[Dataset records]
------------------------------------------------------------
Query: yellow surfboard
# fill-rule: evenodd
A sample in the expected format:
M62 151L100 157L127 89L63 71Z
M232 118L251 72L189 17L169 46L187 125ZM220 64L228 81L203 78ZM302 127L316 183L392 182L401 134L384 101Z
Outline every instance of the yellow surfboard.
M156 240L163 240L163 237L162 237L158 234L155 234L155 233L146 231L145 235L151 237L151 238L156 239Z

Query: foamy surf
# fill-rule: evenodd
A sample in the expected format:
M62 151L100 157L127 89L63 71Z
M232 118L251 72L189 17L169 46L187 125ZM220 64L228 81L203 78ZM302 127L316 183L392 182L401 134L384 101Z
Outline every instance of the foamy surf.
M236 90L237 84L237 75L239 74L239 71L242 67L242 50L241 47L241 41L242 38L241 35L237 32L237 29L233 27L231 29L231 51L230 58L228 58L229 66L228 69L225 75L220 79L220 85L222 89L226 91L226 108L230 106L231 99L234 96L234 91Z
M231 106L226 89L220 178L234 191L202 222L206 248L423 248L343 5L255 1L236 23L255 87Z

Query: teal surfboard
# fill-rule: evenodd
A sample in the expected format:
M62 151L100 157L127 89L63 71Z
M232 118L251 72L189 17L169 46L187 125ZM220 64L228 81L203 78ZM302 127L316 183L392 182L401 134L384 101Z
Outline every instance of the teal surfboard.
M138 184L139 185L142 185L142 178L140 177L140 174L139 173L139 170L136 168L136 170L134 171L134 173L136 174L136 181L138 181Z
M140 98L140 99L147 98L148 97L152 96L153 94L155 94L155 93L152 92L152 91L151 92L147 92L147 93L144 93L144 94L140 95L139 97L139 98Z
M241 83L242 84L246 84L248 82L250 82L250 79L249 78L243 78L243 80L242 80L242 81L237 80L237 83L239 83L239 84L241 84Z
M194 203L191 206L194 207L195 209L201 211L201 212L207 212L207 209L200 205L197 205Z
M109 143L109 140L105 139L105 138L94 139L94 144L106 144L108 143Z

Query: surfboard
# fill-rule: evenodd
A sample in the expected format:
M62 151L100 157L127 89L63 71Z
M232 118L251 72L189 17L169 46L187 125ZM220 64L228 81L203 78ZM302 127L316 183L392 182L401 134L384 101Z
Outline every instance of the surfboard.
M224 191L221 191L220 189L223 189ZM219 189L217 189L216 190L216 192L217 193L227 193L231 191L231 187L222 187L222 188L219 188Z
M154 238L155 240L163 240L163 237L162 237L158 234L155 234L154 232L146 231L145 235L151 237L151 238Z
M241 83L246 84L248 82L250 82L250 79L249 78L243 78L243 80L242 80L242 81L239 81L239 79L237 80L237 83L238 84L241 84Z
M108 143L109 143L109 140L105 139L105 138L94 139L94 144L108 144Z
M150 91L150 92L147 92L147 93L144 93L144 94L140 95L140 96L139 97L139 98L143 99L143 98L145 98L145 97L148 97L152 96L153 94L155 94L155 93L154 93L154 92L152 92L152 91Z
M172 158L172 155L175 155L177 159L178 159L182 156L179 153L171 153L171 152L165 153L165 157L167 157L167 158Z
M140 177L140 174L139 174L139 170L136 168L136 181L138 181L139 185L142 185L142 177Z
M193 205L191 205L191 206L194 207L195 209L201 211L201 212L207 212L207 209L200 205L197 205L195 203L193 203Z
------------------------------------------------------------
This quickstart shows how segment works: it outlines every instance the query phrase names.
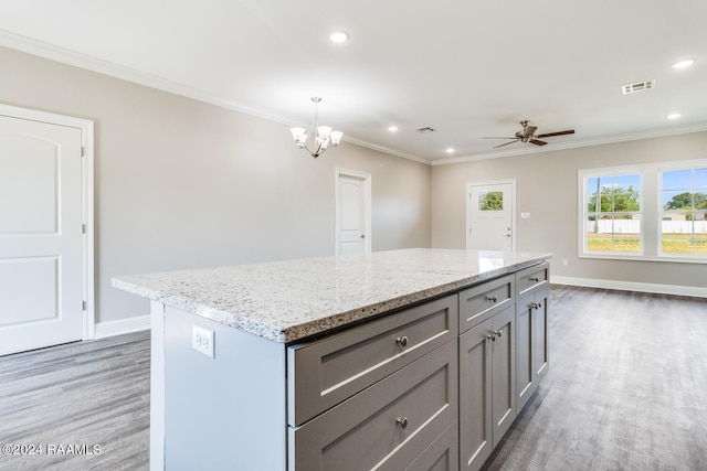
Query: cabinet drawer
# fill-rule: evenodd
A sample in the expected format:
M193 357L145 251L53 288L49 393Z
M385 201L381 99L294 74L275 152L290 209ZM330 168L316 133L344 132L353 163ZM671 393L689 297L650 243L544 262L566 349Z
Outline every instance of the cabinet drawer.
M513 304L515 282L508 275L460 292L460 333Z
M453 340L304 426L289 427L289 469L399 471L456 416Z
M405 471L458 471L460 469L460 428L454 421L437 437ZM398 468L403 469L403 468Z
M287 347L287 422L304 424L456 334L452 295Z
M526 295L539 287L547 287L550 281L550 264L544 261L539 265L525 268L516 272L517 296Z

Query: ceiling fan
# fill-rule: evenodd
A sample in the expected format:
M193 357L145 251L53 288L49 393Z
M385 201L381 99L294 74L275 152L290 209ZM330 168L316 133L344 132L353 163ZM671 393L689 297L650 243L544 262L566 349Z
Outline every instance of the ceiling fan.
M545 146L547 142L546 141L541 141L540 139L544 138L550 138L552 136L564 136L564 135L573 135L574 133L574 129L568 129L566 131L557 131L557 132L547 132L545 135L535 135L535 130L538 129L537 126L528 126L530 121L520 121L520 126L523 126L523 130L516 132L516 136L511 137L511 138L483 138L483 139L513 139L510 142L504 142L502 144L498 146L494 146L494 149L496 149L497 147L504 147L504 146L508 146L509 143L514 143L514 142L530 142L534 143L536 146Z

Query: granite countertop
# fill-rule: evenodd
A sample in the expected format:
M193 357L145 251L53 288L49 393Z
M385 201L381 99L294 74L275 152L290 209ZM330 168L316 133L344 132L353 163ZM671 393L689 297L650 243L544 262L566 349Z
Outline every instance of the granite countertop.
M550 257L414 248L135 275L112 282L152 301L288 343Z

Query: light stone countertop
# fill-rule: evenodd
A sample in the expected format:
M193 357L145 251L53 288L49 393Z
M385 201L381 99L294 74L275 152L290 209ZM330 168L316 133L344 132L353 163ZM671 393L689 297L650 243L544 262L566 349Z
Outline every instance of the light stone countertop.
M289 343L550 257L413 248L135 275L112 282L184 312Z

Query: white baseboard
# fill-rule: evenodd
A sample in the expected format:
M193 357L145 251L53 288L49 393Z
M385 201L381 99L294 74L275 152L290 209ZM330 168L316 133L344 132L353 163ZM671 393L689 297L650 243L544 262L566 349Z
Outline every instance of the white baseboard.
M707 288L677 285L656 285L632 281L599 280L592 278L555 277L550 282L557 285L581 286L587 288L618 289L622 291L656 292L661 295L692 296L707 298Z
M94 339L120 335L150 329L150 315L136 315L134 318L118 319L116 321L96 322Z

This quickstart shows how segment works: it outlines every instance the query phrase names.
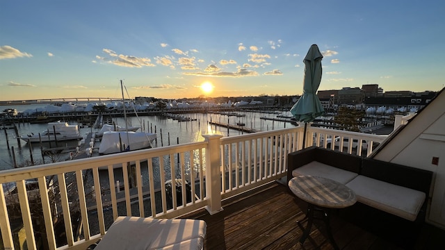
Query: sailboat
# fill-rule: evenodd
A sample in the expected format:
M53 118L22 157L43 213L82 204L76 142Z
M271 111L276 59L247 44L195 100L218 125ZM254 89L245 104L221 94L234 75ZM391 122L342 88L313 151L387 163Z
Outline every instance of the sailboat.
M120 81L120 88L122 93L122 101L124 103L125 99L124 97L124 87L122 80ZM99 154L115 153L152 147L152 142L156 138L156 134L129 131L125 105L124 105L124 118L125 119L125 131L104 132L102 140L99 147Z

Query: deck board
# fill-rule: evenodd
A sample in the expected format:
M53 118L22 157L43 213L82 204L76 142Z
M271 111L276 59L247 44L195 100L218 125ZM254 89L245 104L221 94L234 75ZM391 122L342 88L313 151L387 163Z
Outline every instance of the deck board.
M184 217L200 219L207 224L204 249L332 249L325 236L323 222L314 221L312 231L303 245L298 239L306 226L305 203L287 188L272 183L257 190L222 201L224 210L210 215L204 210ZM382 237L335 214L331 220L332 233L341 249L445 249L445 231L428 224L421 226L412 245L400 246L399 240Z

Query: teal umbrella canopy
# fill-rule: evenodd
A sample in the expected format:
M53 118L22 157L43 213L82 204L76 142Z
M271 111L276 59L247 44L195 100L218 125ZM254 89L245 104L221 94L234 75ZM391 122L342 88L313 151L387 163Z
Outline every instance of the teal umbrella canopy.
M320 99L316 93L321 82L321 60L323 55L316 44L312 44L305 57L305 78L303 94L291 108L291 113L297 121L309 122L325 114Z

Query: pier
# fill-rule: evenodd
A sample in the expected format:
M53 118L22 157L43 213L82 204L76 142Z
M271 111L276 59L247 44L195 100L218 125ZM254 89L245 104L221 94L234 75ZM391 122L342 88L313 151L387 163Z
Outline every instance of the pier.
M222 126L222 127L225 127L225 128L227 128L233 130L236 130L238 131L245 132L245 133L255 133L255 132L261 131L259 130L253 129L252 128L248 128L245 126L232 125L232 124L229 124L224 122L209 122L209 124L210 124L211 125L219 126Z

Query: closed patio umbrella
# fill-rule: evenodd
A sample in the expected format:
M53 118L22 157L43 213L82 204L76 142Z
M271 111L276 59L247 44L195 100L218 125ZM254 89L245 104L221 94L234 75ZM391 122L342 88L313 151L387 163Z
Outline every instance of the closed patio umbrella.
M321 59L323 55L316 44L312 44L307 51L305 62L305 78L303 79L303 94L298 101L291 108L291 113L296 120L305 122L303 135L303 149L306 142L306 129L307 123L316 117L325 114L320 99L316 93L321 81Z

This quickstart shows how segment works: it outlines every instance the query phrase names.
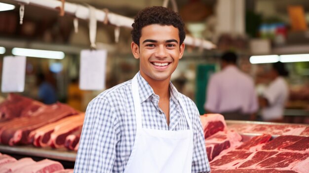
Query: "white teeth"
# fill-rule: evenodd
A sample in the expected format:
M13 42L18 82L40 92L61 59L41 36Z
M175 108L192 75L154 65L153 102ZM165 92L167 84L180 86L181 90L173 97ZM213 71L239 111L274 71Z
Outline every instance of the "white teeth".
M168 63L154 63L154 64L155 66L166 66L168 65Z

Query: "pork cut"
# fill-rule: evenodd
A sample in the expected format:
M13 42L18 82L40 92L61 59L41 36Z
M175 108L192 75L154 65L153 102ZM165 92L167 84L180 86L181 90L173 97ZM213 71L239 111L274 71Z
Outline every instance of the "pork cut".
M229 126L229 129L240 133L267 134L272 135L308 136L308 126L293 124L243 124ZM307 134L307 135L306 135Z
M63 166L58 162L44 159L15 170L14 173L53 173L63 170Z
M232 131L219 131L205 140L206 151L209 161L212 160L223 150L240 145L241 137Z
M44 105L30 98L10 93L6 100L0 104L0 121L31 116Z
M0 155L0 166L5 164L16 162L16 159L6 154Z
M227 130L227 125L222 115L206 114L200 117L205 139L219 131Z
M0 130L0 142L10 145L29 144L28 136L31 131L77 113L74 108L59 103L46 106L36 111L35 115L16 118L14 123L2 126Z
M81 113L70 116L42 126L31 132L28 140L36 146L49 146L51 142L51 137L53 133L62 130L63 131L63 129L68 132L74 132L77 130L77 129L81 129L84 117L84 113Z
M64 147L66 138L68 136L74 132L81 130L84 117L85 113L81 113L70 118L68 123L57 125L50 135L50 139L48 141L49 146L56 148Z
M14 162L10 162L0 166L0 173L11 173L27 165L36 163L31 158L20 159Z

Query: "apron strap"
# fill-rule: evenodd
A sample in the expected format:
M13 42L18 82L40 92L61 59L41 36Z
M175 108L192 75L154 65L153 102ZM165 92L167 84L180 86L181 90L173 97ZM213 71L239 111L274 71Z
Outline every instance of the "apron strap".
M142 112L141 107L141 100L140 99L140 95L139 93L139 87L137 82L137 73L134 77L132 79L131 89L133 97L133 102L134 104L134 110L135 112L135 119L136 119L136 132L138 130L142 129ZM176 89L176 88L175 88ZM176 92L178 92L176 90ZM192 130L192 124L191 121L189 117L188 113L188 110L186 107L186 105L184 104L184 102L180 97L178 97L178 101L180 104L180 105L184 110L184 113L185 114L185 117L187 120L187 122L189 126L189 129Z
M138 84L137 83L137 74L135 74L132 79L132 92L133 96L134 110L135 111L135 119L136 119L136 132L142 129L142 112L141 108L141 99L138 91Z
------------------------------------------------------------
◆ TASK DIRECTIONS
Edit everything from the line containing "Query: yellow surfboard" down to the line containing "M156 240L163 240L163" by changing "yellow" to "orange", and reproduce only those lines with nothing else altered.

◆ EXERCISE ANSWER
Query: orange surfboard
# fill-rule: evenodd
A sample in the expected format:
M62 151L100 157L127 89L63 71Z
M232 118L251 72L189 17L169 46L187 125ZM220 64L228 81L203 78ZM302 127L316 183L392 182L401 134L384 101Z
Outline every instance of the orange surfboard.
M156 240L163 240L163 237L162 237L158 234L155 234L155 233L146 231L145 235L151 237L151 238L156 239Z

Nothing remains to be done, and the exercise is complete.